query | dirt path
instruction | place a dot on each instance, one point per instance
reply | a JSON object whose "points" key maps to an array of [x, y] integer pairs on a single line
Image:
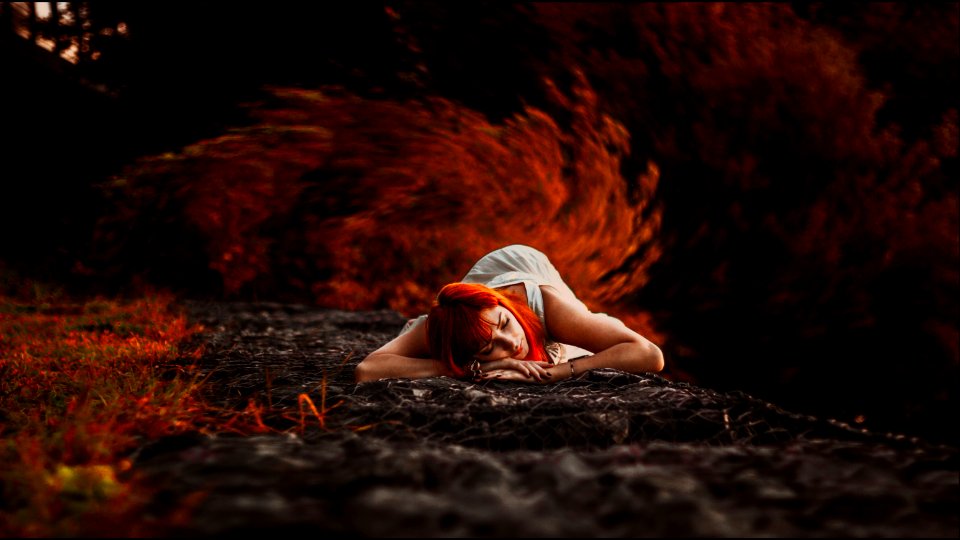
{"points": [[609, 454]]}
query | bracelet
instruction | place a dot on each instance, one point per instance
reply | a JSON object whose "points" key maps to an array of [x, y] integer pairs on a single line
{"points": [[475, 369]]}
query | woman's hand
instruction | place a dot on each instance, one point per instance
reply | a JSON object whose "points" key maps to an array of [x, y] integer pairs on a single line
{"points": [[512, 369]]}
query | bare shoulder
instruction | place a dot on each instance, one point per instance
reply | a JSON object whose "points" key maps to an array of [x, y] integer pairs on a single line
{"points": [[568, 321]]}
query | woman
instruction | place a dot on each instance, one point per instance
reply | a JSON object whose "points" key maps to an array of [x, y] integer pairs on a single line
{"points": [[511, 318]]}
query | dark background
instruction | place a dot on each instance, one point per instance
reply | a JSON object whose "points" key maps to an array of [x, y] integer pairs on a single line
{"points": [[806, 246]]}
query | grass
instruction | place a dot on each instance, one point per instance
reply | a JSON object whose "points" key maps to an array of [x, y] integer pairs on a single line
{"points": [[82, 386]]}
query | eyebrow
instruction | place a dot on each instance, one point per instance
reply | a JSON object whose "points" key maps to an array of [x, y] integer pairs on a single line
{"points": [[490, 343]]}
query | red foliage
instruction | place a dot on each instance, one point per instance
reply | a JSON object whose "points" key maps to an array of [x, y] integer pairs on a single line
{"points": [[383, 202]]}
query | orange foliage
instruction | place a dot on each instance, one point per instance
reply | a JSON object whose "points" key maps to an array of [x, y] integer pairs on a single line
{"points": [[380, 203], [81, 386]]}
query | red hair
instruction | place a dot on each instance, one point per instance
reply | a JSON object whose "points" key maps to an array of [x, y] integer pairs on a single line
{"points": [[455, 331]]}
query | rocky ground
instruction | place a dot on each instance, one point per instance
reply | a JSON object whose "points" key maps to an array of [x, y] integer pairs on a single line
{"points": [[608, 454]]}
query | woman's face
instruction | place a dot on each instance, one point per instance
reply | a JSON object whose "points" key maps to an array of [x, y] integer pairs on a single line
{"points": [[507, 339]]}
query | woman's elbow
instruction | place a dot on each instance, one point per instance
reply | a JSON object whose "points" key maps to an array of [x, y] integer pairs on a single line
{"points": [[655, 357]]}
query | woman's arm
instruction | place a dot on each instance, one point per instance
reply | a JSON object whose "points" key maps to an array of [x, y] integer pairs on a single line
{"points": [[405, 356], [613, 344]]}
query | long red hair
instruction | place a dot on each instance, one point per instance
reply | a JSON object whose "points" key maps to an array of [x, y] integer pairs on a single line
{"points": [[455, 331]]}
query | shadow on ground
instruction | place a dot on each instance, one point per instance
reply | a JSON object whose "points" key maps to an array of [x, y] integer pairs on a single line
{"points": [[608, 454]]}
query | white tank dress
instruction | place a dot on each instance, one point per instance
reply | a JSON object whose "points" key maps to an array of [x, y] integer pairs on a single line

+===+

Please repeat all of the data exactly as it stands, leaving the pictures out.

query | dirt path
instruction | place a dot on each instance, one point per instance
reply | a JSON object whose "points" key maps to an array of [x, y] integer pairs on a single line
Image:
{"points": [[609, 454]]}
query | bracelet
instruction | place a dot on each instance, one point per instance
reply | a JSON object whose "points" key maps to an array of [x, y] integer pairs on a single line
{"points": [[475, 369]]}
query | woman's hand
instruction | place a dot on each instance, one point per instance
reply | a JSON object whose "points" key maps to an array of [x, y] integer pairs on a single line
{"points": [[512, 369]]}
query | bare shoulder
instruction | place a dot on each instance, one point per instance
reply | a JSON object whose "points" key maps to an array of [x, y] integer pairs on a single line
{"points": [[568, 321]]}
query | woman
instruction | place a dot on each instance, one point per instance
reply | a JSON object whose "points" key maps to an array of [x, y] integer pairs on a single line
{"points": [[511, 318]]}
query | dark background
instruction | place a dot on each instance, one point per instance
reply | a JSON object whose "points" key maps to an array of [x, y] integer pairs on a single line
{"points": [[806, 246]]}
query | grass
instruction | place a dot on each instance, one point per instance
reply | a JSON object whose "points" key maps to an array of [x, y] integer pairs on a single line
{"points": [[82, 386]]}
query | eyebrow
instruction | place a dot on each instance, one point per instance
reply | a JSON object whose "points" key maps to an array of [x, y] integer pairs on a single line
{"points": [[490, 343]]}
query | red foliage
instruction | place a dot on each instance, one point per instance
reply | a JSON object whose "points" key maps to an array of [x, y] integer pairs on a single line
{"points": [[383, 202]]}
query | orange foliage
instruction | place a dot on each instance, one point per instance
reply | a JSON object whose "points" key maps to an array of [x, y] integer pairs on a single line
{"points": [[380, 203], [81, 386]]}
query | red hair
instruction | place a dot on each instance, one point per instance
reply | a JSON object whose "points" key maps to an array of [x, y] integer pairs on a single line
{"points": [[455, 331]]}
query | rocky ground
instruction | place a dot on each instance, one point per instance
reply | a JSON object whose "points" key maps to an array of [x, y] integer pairs on a single line
{"points": [[608, 454]]}
query | woman's face
instruction | place a dot on each instance, one point per instance
reply | a JSON object whose "points" key maps to an array of [x, y] integer pairs on a single line
{"points": [[507, 339]]}
query | woman's elbow
instruction | place a dot on each instance, one point per instance
reply | a JSON object whose "points" key maps to an array of [x, y] integer pairs on a single line
{"points": [[655, 357]]}
query | woman's arm
instruction | place a dot on each instance, one point per instance
reply | a JSON object whose "points" key maps to an array of [x, y] integer pairs on a single line
{"points": [[405, 356], [613, 344]]}
query | long red hair
instruction | place a dot on each instance, one point per instance
reply | a JSON object whose "points" key maps to an array of [x, y] integer pairs on a single line
{"points": [[455, 331]]}
query | shadow on ground
instruction | place a dot on each instance, one point per instance
reply | a JSON object whose "points" key maps to an array of [x, y] integer pairs on a single line
{"points": [[608, 454]]}
query | white tank dress
instruction | place a dot on each instance, one point per instance
reply | a JSON object whose "points" key maps to an array of [x, y] integer pairs on a single line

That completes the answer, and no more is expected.